Google Groups no longer supports new Usenet posts or subscriptions. Historical content remains viewable.
Dismiss

python and parsing an xml file

93 views
Skip to first unread message

Matt Funk

unread,
Feb 21, 2011, 12:30:29 PM2/21/11
to pytho...@python.org
Hi,
I was wondering if someone had some advice:
I want to create a set of xml input files to my code that look as follows:
<?xml version="1.0" encoding="UTF-8"?>

<!-- Settings for the algorithm to be performed
-->
<Algorithm>

<!-- The algorithm type.
-->
<!-- The supported options are:
-->
<!-- - Alg0
-->
<!-- - Alg1
-->
<Type>Alg1</Type>

<!-- the location/path of the input file for this algorithm
-->
<path>./Alg1.in</path>

</Algorithm>


<!-- Relevant information during the processing will be written to a
logfile -->
<Logfile>

<!-- the location/path of the logfile (i.e. where to put the
logfile) -->
<path>c:\tmp</path>

<!-- verbosity level (i.e. how much to print)
-->
<!-- The supported options are:
-->
<!-- - 0 (nothing printed)
-->
<!-- - 1 (print on error)
-->
<verbosity>1</verbosity>

</Logfile>


So there are comments, whitespace etc ... in it.
I would like to be able to put everything into some sort of structure
such that i can access it as:
structure['Algorithm']['Type'] == Alg1
I was wondering if there is something out there that does this.
I found and tried a few things:
1) http://code.activestate.com/recipes/534109-xml-to-python-data-structure/
It simply doesn't work. I get the following error:
raise exception
xml.sax._exceptions.SAXParseException: <unknown>:1:2: not well-formed
(invalid token)
But i removed everything from the file except: <?xml version="1.0"
encoding="UTF-8"?>
and i still got the error.

Anyway, i looked at ElementTree, but that error out with:
xml.parsers.expat.ExpatError: junk after document element: line 19, column 0


Anyway, if anyone can give me advice of point me somewhere i'd greatly
appreciate it.

thanks
matt

Stefan Behnel

unread,
Feb 21, 2011, 12:43:16 PM2/21/11
to pytho...@python.org
Matt Funk, 21.02.2011 18:30:

That's not XML. XML documents have exactly one root element, i.e. you need
an enclosing element around these two tags.


> So there are comments, whitespace etc ... in it.
> I would like to be able to put everything into some sort of structure

Including the comments or without them? Note that ElementTree will ignore
comments.


> such that i can access it as:
> structure['Algorithm']['Type'] == Alg1

Have a look at lxml.objectify. It allows you to write

alg_type = root.Algorithm.Type.text

and a couple of other niceties.

******

Things to do –
**a.** Answer these about the thread on parsing an XML file in Python:
(i) What error did ElementTree produce for the original file?
(ii) How many root elements does the reply say an XML document must have?
(iii) Which tool does the reply recommend for attribute-style access?
**b.** Repeat the part of the Python XML thread that opens with the words containing "Stefan Behnel" and closes with "these two tags.".

Some data
******

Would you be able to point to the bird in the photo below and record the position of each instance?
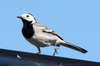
(41, 36)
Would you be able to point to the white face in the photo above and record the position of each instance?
(28, 17)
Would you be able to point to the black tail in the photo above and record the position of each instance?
(74, 47)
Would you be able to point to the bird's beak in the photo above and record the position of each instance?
(19, 17)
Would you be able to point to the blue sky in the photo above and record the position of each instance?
(77, 21)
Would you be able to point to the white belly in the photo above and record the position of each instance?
(42, 40)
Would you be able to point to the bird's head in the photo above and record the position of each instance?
(27, 17)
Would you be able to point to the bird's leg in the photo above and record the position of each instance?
(39, 50)
(56, 48)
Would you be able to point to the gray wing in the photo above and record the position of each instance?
(47, 30)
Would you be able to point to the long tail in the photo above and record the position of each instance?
(69, 45)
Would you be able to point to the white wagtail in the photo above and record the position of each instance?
(41, 36)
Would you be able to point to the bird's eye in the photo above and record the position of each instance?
(27, 16)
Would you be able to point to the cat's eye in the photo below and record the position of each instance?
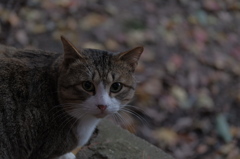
(116, 87)
(88, 86)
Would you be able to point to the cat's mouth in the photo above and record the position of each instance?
(101, 115)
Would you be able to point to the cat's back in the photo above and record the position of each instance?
(27, 57)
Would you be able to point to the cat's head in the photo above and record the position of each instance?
(95, 82)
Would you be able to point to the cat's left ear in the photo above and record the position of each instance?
(132, 56)
(70, 52)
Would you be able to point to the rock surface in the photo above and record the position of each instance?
(112, 142)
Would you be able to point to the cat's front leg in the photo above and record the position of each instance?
(69, 155)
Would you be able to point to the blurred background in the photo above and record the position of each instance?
(188, 97)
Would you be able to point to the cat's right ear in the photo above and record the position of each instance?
(70, 52)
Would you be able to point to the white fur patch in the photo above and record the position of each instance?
(90, 120)
(67, 156)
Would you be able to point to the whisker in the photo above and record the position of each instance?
(141, 119)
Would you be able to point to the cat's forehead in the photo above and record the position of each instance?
(101, 66)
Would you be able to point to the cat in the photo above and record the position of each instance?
(50, 103)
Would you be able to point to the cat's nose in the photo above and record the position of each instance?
(102, 107)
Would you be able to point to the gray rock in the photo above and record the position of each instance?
(112, 142)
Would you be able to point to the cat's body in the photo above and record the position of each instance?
(50, 103)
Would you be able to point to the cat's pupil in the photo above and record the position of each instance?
(116, 87)
(88, 86)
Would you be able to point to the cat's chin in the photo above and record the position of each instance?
(100, 115)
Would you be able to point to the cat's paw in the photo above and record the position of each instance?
(69, 155)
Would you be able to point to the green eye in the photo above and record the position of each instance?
(116, 87)
(88, 86)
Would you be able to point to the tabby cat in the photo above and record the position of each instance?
(50, 103)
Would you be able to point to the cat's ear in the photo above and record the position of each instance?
(131, 56)
(70, 52)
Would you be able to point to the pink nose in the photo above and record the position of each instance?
(102, 107)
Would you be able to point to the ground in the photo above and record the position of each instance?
(188, 98)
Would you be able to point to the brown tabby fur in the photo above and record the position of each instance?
(35, 87)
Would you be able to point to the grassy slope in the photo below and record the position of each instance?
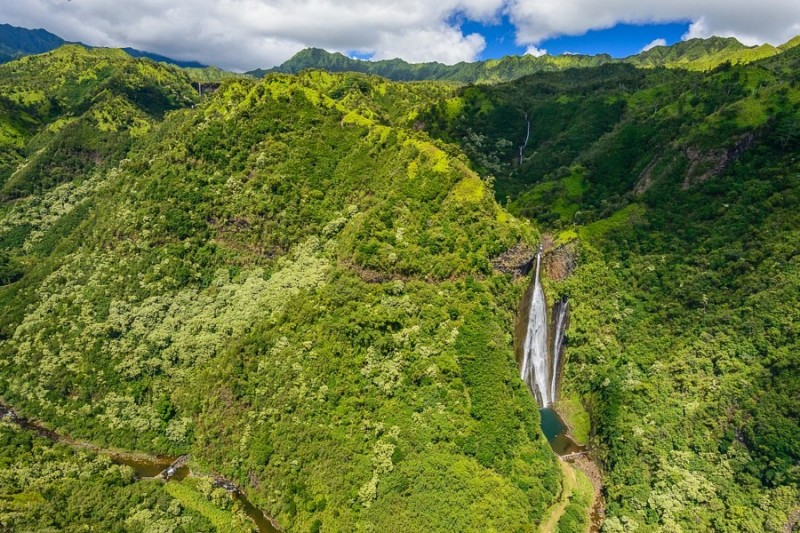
(294, 285)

******

Exercise solutions –
**a.**
(i) xml.parsers.expat.ExpatError: junk after document element: line 19, column 0
(ii) Exactly one
(iii) lxml.objectify

**b.**
Stefan Behnel

unread,
Feb 21, 2011, 12:43:16 PM2/21/11
to pytho...@python.org
Matt Funk, 21.02.2011 18:30:

That's not XML. XML documents have exactly one root element, i.e. you need
an enclosing element around these two tags.